#### Короткое задание
Ответьте по тексту об Александре Крестинском на три вопроса.
1. В каком году Крестинский поступил в Ленинградский университет и на какой факультет?
2. Кто руководил семинаром на совещании молодых литераторов?
3. Что Крестинский сделал со своими производственными стихами по пути домой?

#### Текст
«Скопус», Библиотека Иерусалимского журнала, 200З.
В 1947 году начинающий стихотворец Александр Крестинский поступил в Ленинградский университет на философский факультет (отделение психологии). Мрачное было время, начались преследования «безродных космополитов». Каждый месяц «брали» кого-нибудь из студентов.
Члены университетского литературного объединения писали так называемую гражданскую лирику, а также производственные и «датские» стихи. Не избежал этих веяний времени и Александр, ставший участником 2-го областного совещания молодых литераторов. Правда, по счастью, в подборку, предназначенную для обсуждения на семинаре, включил и несколько сугубо лирических стихотворений.
Руководитель семинара Всеволод Александрович Рождественский внимательно прочел лирические стихи, остальные же брезгливо отодвинул в сторону: «А это тоже вы написали?» – «Я». – «А как же так?»
По пути домой юноша в клочки изорвал свои производственные вирши и бросил в Неву. Урок, преподанный старым поэтом, другом Блока, запомнился ему на всю жизнь. А стихотворение, понравившееся Всеволоду Рождественскому, не утратило своей прелести и доныне:
Ты
вечером приходишь с кем,
И с кем несешь сухие весла
Туда, где сосны на песке
Стоят осанисто и росло?

#### Фрагменты записей
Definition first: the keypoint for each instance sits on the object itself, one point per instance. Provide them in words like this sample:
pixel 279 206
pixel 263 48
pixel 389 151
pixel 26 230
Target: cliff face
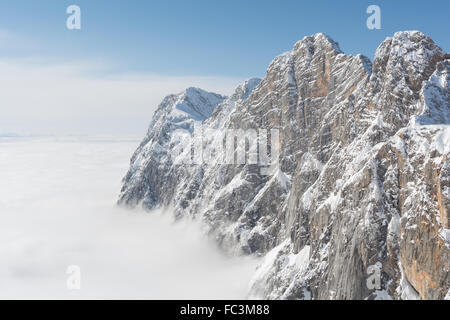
pixel 362 178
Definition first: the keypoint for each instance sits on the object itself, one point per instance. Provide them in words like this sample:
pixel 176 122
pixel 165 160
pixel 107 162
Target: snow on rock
pixel 363 176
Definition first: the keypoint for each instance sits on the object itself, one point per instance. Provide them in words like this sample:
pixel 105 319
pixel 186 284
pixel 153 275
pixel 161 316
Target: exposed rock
pixel 363 177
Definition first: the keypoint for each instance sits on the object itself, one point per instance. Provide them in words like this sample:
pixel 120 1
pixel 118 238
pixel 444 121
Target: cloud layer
pixel 57 209
pixel 39 97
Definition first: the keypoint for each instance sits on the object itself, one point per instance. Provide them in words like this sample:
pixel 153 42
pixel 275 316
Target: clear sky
pixel 200 41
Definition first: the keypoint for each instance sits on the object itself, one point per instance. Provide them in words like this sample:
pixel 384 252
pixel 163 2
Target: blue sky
pixel 198 37
pixel 110 76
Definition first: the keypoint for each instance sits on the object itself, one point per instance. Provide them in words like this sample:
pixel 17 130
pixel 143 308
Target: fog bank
pixel 57 208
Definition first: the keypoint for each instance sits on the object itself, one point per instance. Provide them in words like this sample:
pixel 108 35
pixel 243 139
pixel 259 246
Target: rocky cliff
pixel 362 179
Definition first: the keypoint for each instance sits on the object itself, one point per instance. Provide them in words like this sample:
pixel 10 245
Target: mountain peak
pixel 319 40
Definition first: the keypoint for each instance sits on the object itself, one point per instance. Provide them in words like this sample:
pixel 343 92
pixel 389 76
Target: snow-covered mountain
pixel 362 179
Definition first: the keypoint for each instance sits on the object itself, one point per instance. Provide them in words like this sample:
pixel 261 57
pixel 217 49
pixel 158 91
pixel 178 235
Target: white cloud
pixel 57 209
pixel 83 98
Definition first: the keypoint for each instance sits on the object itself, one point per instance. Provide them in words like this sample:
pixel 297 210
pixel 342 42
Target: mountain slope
pixel 362 179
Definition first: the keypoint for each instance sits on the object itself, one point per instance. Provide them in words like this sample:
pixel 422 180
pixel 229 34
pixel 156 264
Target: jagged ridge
pixel 363 176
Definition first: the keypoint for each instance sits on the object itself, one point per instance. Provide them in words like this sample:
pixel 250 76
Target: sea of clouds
pixel 57 209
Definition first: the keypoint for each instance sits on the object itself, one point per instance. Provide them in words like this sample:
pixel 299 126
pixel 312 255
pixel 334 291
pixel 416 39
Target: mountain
pixel 361 182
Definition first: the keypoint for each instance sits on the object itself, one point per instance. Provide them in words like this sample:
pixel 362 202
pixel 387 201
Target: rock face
pixel 361 188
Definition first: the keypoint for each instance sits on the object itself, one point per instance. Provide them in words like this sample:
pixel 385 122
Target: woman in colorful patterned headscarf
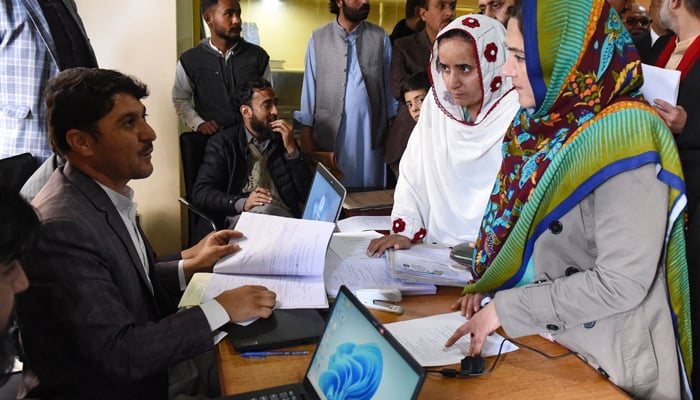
pixel 454 151
pixel 583 235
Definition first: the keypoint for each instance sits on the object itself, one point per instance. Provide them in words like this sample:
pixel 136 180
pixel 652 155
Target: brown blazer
pixel 92 324
pixel 409 55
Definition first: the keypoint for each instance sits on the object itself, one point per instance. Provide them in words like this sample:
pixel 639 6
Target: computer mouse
pixel 463 253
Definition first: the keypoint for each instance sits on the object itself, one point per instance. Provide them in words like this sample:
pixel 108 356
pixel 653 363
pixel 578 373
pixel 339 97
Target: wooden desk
pixel 375 202
pixel 521 374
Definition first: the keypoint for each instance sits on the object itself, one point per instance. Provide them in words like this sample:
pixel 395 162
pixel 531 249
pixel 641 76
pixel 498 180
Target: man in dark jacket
pixel 209 74
pixel 255 166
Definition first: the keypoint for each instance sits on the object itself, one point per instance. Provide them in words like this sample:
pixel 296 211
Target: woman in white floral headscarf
pixel 453 156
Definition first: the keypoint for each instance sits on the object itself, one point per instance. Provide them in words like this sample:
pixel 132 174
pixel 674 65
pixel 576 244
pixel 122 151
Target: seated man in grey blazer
pixel 98 320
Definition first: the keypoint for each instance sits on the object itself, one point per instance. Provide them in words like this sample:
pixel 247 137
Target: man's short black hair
pixel 79 97
pixel 205 5
pixel 416 81
pixel 693 7
pixel 247 90
pixel 333 7
pixel 411 6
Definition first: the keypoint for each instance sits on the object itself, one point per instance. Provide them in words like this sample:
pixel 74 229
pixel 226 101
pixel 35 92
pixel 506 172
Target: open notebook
pixel 357 357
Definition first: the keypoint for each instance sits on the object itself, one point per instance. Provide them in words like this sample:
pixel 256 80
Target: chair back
pixel 15 170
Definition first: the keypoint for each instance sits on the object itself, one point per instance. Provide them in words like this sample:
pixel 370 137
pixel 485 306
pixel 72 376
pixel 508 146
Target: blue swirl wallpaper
pixel 354 372
pixel 355 362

#### Ответ на задание
1. В 1947 году, на философский факультет (отделение психологии).
2. Всеволод Александрович Рождественский.
3. Изорвал их в клочки и бросил в Неву.